__Written request A__.
In the pool-deck email below, what does the answer say makes exposed aggregate slippery?
__Written request B__.
Pick up the pool-deck email below after its final sentence and write what comes next.

__Text provided__.

Sent: Sunday, December 26, 2004 9:03 PM
Subject: Ask an Expert


> Name - Michelle
> Email - xxxxxxxxxxx
> Subject - GENERAL INFORMATION
> Question - I have been told to avoid exposed aggregate concrete as a deck
> surround surface around pools because it is slippery?  Any truth to this?
 

Answer:

Michelle,
               There is truth to what you've been told. Most installers of
exposed aggregate will apply a high build acrylic sealer. This sealer gives
the wet look, which is desirable because it enhances the stones and colors.
Unfortunately this acrylic is what makes it slippery, other wise unsealed
the surface should be fine, although I would recommend using an aggregate
less then 3/8" - 1/2" minus.
                  A larger complaint that I get from people who install
exposed aggregate around a pool is that it tends to be harsh on little feet
and knees. Skin is quite fragile once wet. I've often recommended to other
people to install outdoor carpet on there surround till the little ones
grow.
                   If you choose to install exposed aggregate I would
recommend installing a proper copping with smooth concrete where you enter
and exit the pool.

__Record extracts__.

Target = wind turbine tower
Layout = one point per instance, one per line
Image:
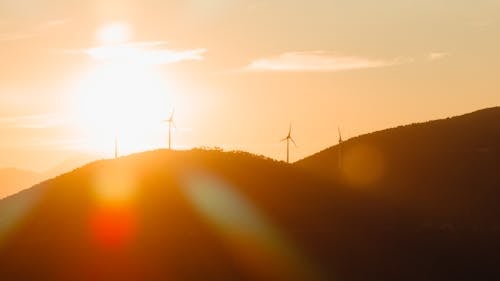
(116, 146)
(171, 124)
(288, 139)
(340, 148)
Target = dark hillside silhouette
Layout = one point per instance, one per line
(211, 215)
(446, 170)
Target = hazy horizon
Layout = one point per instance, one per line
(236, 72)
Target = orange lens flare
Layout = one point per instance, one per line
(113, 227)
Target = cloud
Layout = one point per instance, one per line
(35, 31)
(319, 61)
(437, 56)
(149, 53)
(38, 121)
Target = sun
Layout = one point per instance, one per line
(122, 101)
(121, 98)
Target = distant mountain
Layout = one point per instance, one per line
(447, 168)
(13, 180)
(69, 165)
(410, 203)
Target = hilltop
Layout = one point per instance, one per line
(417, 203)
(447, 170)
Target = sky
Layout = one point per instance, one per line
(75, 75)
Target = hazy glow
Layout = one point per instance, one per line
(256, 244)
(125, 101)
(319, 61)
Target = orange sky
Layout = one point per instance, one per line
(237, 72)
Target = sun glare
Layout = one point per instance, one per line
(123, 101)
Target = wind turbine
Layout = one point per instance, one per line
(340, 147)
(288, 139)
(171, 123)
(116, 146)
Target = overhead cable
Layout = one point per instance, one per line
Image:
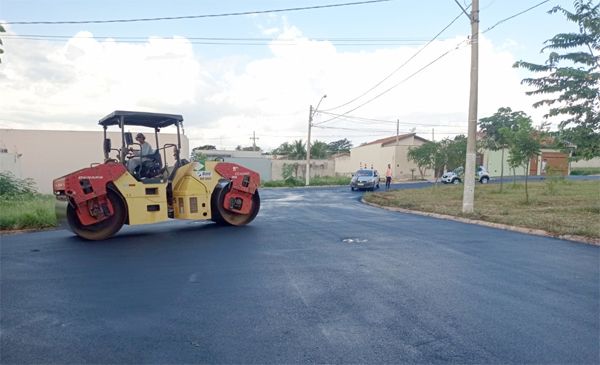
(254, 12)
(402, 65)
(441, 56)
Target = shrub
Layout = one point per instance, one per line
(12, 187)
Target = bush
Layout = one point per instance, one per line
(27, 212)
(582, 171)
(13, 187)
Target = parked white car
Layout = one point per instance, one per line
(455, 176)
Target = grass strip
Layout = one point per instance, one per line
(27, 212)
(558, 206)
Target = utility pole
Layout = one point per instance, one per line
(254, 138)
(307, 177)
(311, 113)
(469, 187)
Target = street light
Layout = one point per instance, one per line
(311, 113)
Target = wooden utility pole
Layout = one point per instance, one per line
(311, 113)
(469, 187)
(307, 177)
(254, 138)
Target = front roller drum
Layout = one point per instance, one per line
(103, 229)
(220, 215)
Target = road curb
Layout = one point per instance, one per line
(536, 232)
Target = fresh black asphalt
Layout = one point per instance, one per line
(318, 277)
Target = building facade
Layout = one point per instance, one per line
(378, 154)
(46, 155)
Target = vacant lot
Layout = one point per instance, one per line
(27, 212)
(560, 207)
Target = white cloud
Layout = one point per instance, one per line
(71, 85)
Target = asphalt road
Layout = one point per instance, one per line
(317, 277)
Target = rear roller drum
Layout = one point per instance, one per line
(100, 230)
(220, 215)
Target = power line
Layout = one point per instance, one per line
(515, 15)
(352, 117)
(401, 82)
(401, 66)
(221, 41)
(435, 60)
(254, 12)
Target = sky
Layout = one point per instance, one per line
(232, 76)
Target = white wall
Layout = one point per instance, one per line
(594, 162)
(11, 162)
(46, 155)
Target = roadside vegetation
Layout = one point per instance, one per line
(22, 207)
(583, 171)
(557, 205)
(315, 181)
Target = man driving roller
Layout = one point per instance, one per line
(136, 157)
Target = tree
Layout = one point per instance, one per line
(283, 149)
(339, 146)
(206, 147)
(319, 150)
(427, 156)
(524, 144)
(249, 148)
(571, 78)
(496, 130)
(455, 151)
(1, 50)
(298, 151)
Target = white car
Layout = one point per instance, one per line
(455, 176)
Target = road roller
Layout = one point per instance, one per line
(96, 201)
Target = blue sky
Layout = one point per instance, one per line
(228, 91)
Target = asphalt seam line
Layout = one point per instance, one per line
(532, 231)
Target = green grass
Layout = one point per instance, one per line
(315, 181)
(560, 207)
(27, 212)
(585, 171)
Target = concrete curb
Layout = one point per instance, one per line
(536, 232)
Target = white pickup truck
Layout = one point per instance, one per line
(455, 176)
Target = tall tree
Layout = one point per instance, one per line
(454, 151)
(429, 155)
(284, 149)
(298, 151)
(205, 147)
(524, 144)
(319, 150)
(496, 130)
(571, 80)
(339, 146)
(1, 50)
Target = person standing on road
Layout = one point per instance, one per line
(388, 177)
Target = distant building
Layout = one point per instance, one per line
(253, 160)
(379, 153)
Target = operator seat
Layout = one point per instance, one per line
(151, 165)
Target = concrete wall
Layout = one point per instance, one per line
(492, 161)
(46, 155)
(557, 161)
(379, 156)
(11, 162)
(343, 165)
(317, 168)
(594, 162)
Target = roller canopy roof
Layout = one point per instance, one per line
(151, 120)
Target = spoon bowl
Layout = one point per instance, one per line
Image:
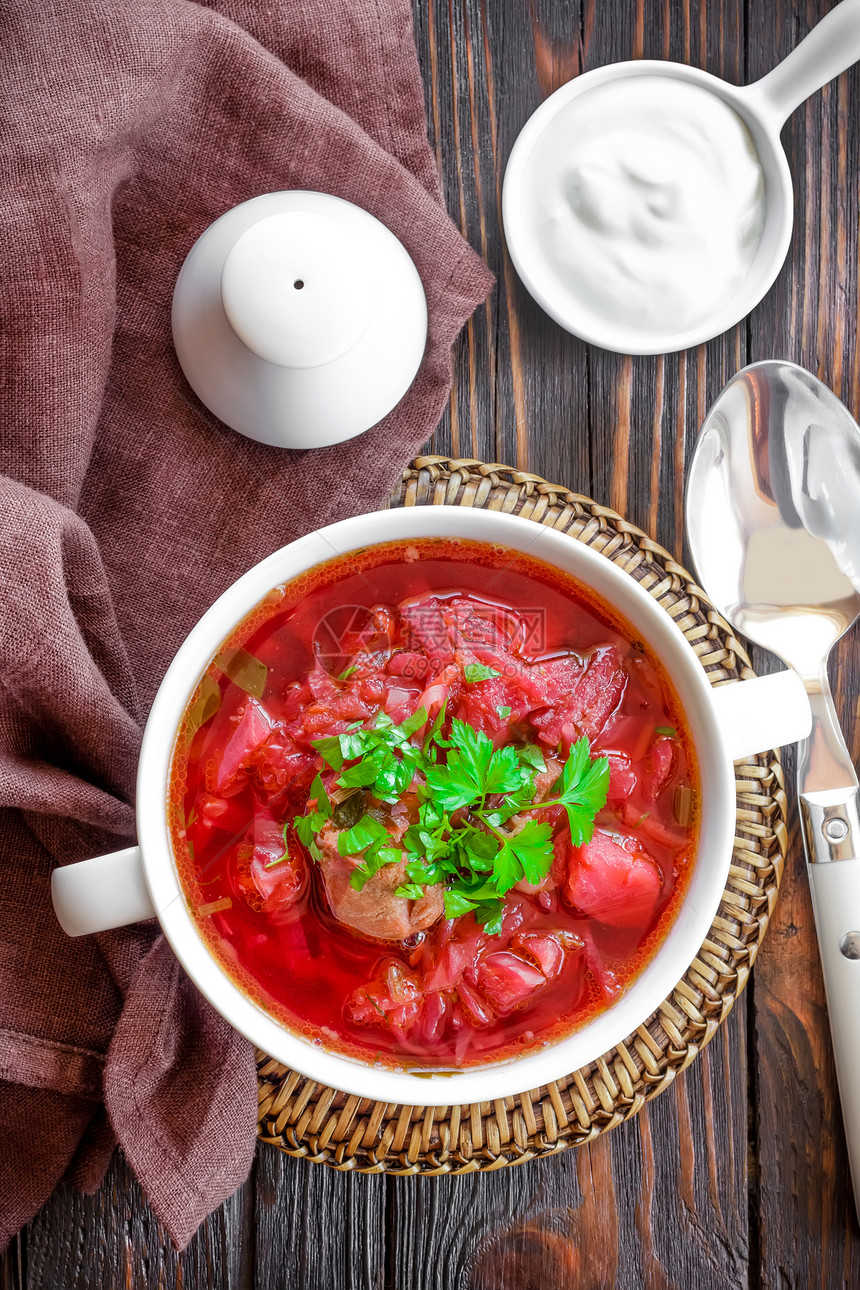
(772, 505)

__Right answer A__.
The high build acrylic sealer that most installers apply makes it slippery.

__Right answer B__.
Good luck with your project
Art Sampson
ACP International


Sent: Tuesday, January 04, 2005 8:33 PM
Subject: Ask an Expert

> Name - Stanley Lamontagne
> Email - xxxxxxxxx
> Subject - NONE
> Question - I am the chair of a housing complex in the lower mainland of
> British Columbia. The entrance to our complex and the driveways are made
> of aggregate concrete.
> The winter temperatures are sometimes in the freezing range.
> We have been looking for the correct de-icing material to use.
> The stores only carry products that are not to be used on aggregate as
> de-icers
> Can you please advise as to what products are suitable to use as de-icers
> on aggregate concrete.
> Thank you very much
> Regards
> Stan

Answer:

Stanley,
                           If the concrete is over one year old, or has
already gone through a winter, save your money and just use light amounts of
salt. I often recommend blending traction sand and salt to increase traction
and reduce salt damage. No ice melt products are good for concrete. But some
cause a more violent reaction then salt and shouldn't be used (i.e.. calcium
chlorides, urea,etc...) A lot is dependent on the concrete, and the
installer. If the concrete is high strength and is air entrained it should
be resilient to the freeze thaw, and after one year of curing, the use of
salt shouldn't cause damage.

            The following is an article we have published on our website for
winter driveway care: click here


Sent: Tuesday, February 01, 2005 4:20 PM
Subject: Ask an Expert
 

> Name - norman mcmillan
> Email - xxxxxxxxxxx

> Subject - HOW TO EXPOSE
> Question - i have been asked to pour an octagon shaped pedestal for a bronze monument.  the pedestal is 9 feet in diameter and 3 feet high. my question is how can i form it and have the sides of the structure be exposed aggregate?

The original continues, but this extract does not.